**PROVIDED MATERIAL**
== == ==

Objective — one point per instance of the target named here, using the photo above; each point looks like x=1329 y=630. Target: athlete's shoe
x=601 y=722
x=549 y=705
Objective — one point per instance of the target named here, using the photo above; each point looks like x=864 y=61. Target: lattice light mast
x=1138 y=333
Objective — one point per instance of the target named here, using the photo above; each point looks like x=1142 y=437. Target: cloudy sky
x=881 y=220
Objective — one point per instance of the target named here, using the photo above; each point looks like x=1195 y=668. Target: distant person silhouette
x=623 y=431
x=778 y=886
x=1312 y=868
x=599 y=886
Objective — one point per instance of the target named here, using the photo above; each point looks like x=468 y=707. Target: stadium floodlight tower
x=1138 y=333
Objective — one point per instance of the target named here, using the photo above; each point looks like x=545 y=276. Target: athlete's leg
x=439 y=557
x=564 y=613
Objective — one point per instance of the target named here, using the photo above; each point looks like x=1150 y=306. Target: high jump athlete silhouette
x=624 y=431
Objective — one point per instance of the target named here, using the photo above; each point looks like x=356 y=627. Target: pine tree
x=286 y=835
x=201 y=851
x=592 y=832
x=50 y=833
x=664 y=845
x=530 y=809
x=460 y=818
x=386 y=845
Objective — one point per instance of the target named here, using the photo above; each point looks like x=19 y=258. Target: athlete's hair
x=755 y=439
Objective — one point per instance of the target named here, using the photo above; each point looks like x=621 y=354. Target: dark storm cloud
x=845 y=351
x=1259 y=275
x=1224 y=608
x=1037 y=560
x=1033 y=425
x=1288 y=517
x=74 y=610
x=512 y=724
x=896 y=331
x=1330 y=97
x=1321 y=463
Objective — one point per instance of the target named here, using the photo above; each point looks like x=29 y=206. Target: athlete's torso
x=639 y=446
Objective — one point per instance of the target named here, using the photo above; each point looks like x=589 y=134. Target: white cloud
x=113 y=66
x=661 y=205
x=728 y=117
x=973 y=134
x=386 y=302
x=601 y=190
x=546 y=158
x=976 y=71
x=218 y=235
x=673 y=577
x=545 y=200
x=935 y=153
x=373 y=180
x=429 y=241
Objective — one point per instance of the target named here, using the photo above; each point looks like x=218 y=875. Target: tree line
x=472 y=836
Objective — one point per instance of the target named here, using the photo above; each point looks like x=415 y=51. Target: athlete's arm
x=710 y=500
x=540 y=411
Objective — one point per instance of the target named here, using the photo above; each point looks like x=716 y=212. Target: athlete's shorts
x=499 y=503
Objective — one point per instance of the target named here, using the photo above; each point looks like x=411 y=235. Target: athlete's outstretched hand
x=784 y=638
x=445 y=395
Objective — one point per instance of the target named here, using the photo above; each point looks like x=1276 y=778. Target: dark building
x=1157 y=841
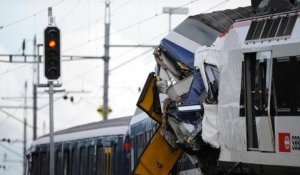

== == ==

**WRITTEN REQUEST**
Extract every one of the lines above verbatim, and leave the pictures out of your answer.

**OUTPUT BELOW**
Objective — one point per instance of the target named here, using the photo above; each point looks like x=1329 y=630. Target: athlete's shoe
x=601 y=722
x=549 y=705
Objective — one point per instance of the target named here, using the photo above; each point looks like x=864 y=61. Target: lattice light mast
x=1138 y=333
Objective — one point per instance of the target named here, using the photo above; each point looks like x=1142 y=437. Target: cloudy sky
x=881 y=220
Objective — one point per instance of the target named here, using the photo above; each point looks like x=1195 y=668. Target: distant person silhouette
x=623 y=431
x=778 y=886
x=1312 y=868
x=599 y=886
Objective — one point per instance of the target named here, using the photo above; each point looks like x=468 y=707. Target: stadium floodlight tower
x=1138 y=333
Objective — one point per instance of the target named here, using the photo above; each point looks like x=545 y=276. Target: athlete's leg
x=439 y=557
x=564 y=613
Objective — one point per instance of the target named here, using the photo above; each point looks like x=1150 y=306. Target: high jump athlete silhouette
x=624 y=431
Objective — one point per instance of the target named here, using the photo above; each point looks like x=356 y=627. Target: pine tree
x=286 y=835
x=201 y=851
x=592 y=832
x=50 y=833
x=664 y=845
x=530 y=809
x=460 y=818
x=386 y=845
Objective — one point per instance of the target named here, using the photo above; each point looks like x=19 y=258. Target: athlete's hair
x=755 y=439
Objective — one point per instance of the target named here, using the photo above; each point looks like x=621 y=354. Target: dark storm cloud
x=845 y=351
x=1259 y=275
x=1224 y=608
x=1037 y=560
x=1033 y=425
x=1288 y=517
x=74 y=610
x=512 y=724
x=896 y=331
x=1330 y=97
x=1321 y=463
Objective — one point per instance of the target named here, using the photo above; each point looks like x=29 y=206. Target: athlete's torso
x=639 y=446
Objective — one point per instance of the target named here, using the photo above; each point looks like x=589 y=134. Target: white cloud
x=113 y=66
x=661 y=205
x=728 y=117
x=973 y=134
x=386 y=302
x=601 y=190
x=546 y=158
x=976 y=71
x=218 y=235
x=673 y=577
x=545 y=200
x=935 y=153
x=373 y=180
x=429 y=241
Objective — one point per instance of the target named here, using the photo above; each point looks like x=218 y=875. Target: tree line
x=472 y=836
Objective — one point per instance of the target named here, using the photo above; each point looks like x=415 y=51. Target: athlete's arm
x=710 y=500
x=540 y=411
Objective — one point per instance of the target named here, using the photo above; each point looks like x=716 y=212. Target: athlete's shorts
x=499 y=503
Objective — one point per instance of the target named here, using the photo above; each point looks like x=411 y=235. Target: athlete's outstretched hand
x=784 y=638
x=445 y=395
Objective — one point per instance of the target named here, using the photo above; each point looks like x=1276 y=778. Target: dark building
x=1157 y=841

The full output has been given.